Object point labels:

────

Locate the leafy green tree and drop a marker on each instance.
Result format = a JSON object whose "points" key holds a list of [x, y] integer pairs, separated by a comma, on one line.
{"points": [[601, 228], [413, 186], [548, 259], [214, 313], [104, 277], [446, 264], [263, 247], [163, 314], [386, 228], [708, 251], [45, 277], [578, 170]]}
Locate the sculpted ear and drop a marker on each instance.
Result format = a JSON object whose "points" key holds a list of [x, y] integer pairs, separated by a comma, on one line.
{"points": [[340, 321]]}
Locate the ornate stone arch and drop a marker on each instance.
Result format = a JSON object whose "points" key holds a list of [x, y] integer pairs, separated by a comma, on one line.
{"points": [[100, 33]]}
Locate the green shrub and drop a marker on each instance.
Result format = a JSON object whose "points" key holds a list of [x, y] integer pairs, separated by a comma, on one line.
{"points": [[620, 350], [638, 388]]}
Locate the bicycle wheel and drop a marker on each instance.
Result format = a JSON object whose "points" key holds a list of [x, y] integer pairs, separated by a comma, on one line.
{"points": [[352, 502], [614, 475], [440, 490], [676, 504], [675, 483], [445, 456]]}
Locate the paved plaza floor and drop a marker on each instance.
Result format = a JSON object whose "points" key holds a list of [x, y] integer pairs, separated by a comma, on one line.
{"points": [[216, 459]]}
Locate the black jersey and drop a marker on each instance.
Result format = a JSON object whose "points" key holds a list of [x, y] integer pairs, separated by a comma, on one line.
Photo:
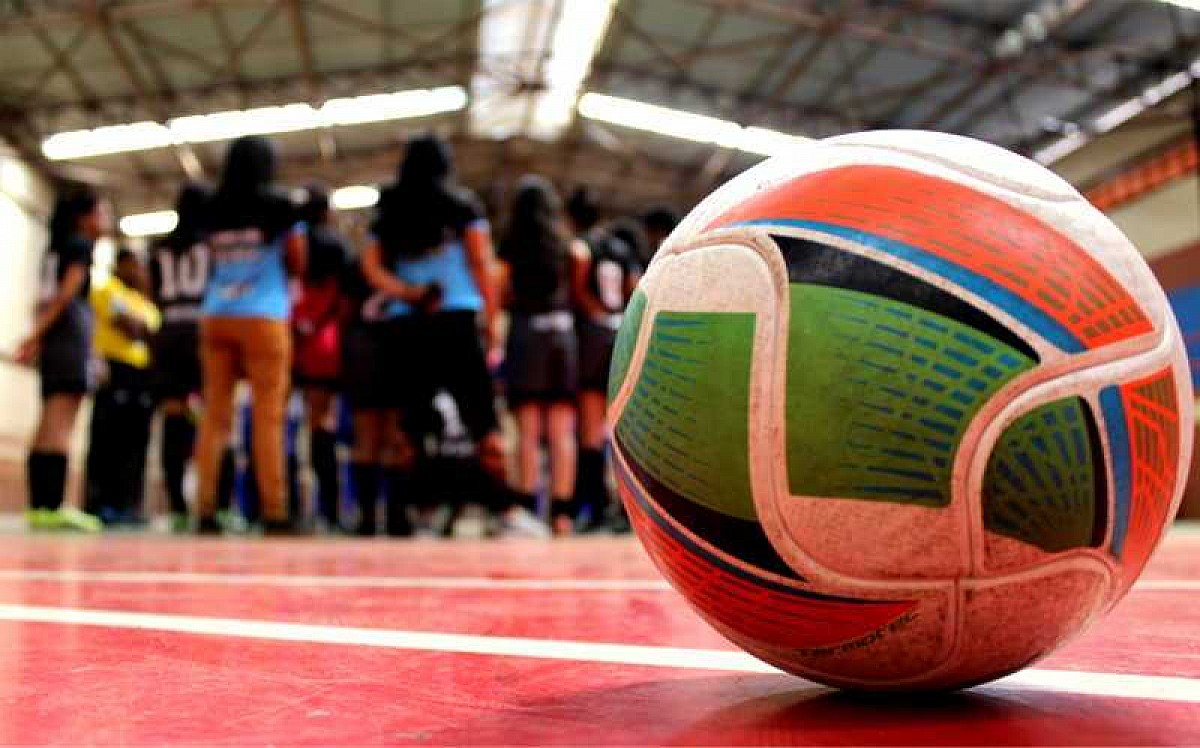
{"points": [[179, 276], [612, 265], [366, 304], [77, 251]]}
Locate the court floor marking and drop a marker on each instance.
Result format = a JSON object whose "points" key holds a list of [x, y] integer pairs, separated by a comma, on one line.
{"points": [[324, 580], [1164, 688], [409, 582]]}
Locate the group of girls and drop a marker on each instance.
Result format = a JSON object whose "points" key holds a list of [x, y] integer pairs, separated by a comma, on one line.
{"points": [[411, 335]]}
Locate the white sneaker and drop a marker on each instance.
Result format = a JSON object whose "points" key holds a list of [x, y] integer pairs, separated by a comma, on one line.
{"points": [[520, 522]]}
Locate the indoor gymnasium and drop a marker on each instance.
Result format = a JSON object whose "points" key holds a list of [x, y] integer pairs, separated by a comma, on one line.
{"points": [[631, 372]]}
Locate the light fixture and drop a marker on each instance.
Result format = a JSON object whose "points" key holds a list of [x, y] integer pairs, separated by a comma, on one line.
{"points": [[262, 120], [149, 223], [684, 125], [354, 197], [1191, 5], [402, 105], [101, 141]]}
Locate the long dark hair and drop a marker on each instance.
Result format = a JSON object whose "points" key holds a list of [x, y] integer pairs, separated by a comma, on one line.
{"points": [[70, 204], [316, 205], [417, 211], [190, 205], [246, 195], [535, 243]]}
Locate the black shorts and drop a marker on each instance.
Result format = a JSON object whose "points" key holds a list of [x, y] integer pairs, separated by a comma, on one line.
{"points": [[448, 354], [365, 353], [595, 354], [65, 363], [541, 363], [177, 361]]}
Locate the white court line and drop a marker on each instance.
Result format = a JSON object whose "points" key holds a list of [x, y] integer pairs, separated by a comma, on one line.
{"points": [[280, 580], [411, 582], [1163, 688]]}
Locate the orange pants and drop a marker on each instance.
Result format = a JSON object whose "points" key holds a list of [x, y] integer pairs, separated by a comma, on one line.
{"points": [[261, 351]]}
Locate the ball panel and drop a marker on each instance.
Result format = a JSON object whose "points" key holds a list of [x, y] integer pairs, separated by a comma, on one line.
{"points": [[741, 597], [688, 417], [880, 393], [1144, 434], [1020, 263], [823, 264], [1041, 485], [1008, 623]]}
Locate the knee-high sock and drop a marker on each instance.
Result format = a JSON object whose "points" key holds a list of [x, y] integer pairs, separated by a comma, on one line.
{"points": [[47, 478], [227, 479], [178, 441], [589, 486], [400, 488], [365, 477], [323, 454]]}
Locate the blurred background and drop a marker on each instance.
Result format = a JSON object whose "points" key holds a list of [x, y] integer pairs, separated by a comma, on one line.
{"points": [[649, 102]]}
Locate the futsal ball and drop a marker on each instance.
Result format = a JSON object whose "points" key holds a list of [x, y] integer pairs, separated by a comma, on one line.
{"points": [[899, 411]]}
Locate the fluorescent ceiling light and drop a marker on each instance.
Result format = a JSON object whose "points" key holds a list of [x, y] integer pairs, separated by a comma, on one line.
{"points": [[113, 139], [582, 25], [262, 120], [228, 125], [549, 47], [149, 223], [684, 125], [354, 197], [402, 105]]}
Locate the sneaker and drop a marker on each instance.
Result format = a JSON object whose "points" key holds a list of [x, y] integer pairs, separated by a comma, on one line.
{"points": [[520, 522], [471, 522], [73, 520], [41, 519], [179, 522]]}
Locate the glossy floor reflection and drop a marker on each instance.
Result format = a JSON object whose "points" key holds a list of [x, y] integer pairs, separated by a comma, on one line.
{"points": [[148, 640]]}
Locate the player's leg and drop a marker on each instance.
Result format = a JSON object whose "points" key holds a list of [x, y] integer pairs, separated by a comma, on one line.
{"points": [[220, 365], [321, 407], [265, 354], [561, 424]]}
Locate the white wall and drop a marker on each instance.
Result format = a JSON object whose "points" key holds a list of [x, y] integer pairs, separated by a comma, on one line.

────

* **Work to complete**:
Your copy should match the entries exactly, minus the pictures.

* **Output for this task**:
Locate the leafy green tree and drop a marker on each instance.
Result format = a JSON object whose "points" key holds a list of [x, y] integer pairs, separated by a comma, on one line.
{"points": [[601, 228], [413, 186], [548, 259], [214, 313], [104, 277], [446, 264], [263, 247], [163, 314], [386, 228], [708, 251], [45, 277], [578, 170]]}
Locate the sculpted ear and drop a marker on each instance.
Result format = a JSON object whose "points" key holds a list of [x, y] integer pairs, separated by a comma, on one line.
{"points": [[340, 321]]}
Locate the ornate stone arch and drop a marker on each instance.
Result format = a JSON object whose "points" key holds a list of [x, y] integer pairs, separated by a comma, on one line.
{"points": [[100, 33]]}
Locate the green shrub and drop a marker on each instance.
Result format = a JSON object whose "points" key holds a list of [x, y] integer pairs, separated by a comma, on one line.
{"points": [[620, 350], [638, 388]]}
Locate the bicycle wheel and drop a marker on each instance.
Result format = a JSON object whose "points" key holds a list of [x, y] integer pairs, separated by a comma, on one line.
{"points": [[352, 502], [614, 475], [440, 490], [676, 504], [675, 483], [445, 456]]}
Locate the paved plaza floor and drop a marker on each instance.
Result format = a JSON object whose "points" key holds a list of [x, y] integer pairs, separated by a comma, on one line.
{"points": [[216, 459]]}
Locate the black jersey and drop a marker on each instance.
Result format = a JSON object whose "points" key holds a list of [x, y] integer pairs, separated by a comma, on one line.
Photo:
{"points": [[179, 276], [612, 265], [366, 304], [77, 251]]}
Locate the court floor marking and drop a marker on each instance.
Result format = a JSON object whose "points" key holds a list of [x, y] integer pairs, separated by a comma, on one line.
{"points": [[324, 580], [1164, 688], [409, 582]]}
Locate the group of girls and drop a marker on each instance.
Result format = a JSON object whose "points" key holds a list of [x, y] integer pairs, separated by a comma, on one line.
{"points": [[411, 335]]}
Locate the white sneaker and drop a marker on each instance.
Result format = a JSON object whose "points" key holds a list of [x, y] integer pairs, separated by a comma, on one line.
{"points": [[520, 522]]}
Locate the indoor gymnasium and drop a marker on each instance.
Result format = a JSON object whose "points" key holds a list of [x, y] integer pairs, separated by a comma, on one line.
{"points": [[631, 372]]}
Locate the light fixture and drop a marker on each instance.
Result format = a JSON object whose "points" key holds a list of [x, y] integer pairs, separated by a comma, on one line.
{"points": [[262, 120], [149, 223], [684, 125], [354, 197], [1191, 5], [402, 105], [101, 141]]}
Locate the long dark hair and drop a marker on each instance.
Result format = a JSON object whose "points" key holds a list of [x, y] integer pairs, separated by a comma, on one line.
{"points": [[70, 204], [316, 205], [417, 211], [190, 205], [246, 195], [535, 243]]}
Locate the black shorts and drop a marker on each instance.
Result format = a JSON object whose "points" key holds a list of [x, y] integer pairs, separated by a comma, on one line.
{"points": [[448, 354], [365, 353], [595, 354], [65, 363], [541, 363], [177, 361]]}
Locate the white court line and drop a marker on each instance.
Result format = a JSON object whose "points" key holds a list of [x, y] integer pairs, separated by a comma, on one line.
{"points": [[280, 580], [411, 582], [1163, 688]]}
Locate the orange pants and drop a marker on each instance.
Result format = a JSON object whose "points" key holds a list of [x, y] integer pairs, separated by a comma, on one line.
{"points": [[261, 351]]}
Locate the ball panel and drop a marker on each instance.
Result format = a JSON object whose "points" key holds a list of [x, y] integer pairs, separated by a comma, on one line.
{"points": [[741, 597], [688, 417], [880, 393], [1144, 434], [1020, 263], [823, 264], [1041, 485], [1008, 623]]}
Locate the knee-high sock and drop a marker on each instance.
Result format = a JSON object whose "points" key holds a list of [x, y] integer pairs, separated by a comma, on one line.
{"points": [[47, 478], [227, 479], [178, 441], [589, 486], [400, 488], [365, 477], [323, 454]]}
Locate the blurred background and drop a marker on each instance.
Result format = a JSON object whose "points" key holds a list of [x, y] integer pairs, separated by a comma, on one line.
{"points": [[649, 102]]}
Locate the futsal ball and drop a marker on each instance.
Result format = a JSON object whose "points" key holds a list of [x, y] integer pairs, separated by a comma, on one line.
{"points": [[899, 411]]}
Locate the fluorescent ceiling light and drop a marker on each instance.
Result format = a JSON object whose "points" key holds a list of [x, y] integer pairs, separated by a comma, on one line.
{"points": [[113, 139], [582, 25], [262, 120], [228, 125], [549, 47], [149, 223], [684, 125], [354, 197], [402, 105]]}
Locate the sneaker and drop a marker on each instance.
Result format = a JSON object whose "points" key holds a list of [x, y] integer pairs, separated by a comma, on one line.
{"points": [[520, 522], [471, 522], [73, 520], [41, 519], [179, 522]]}
Locate the glossy floor reflection and drop a marker on each instance.
Result format = a JSON object whose "points" key holds a list of [x, y] integer pairs, separated by a comma, on one line.
{"points": [[148, 640]]}
Locate the player's leg and drop a marker on each instance.
Result format = a JSON object whose "points" key holds a list of [x, y] integer pairs, separated by a comma, on one line.
{"points": [[220, 365], [321, 407], [265, 354], [561, 424]]}
Locate the white wall and drop a marker on each instance.
Result format = a JSON object whose "points" key holds a list of [x, y] integer pairs, separated by a comma, on one line.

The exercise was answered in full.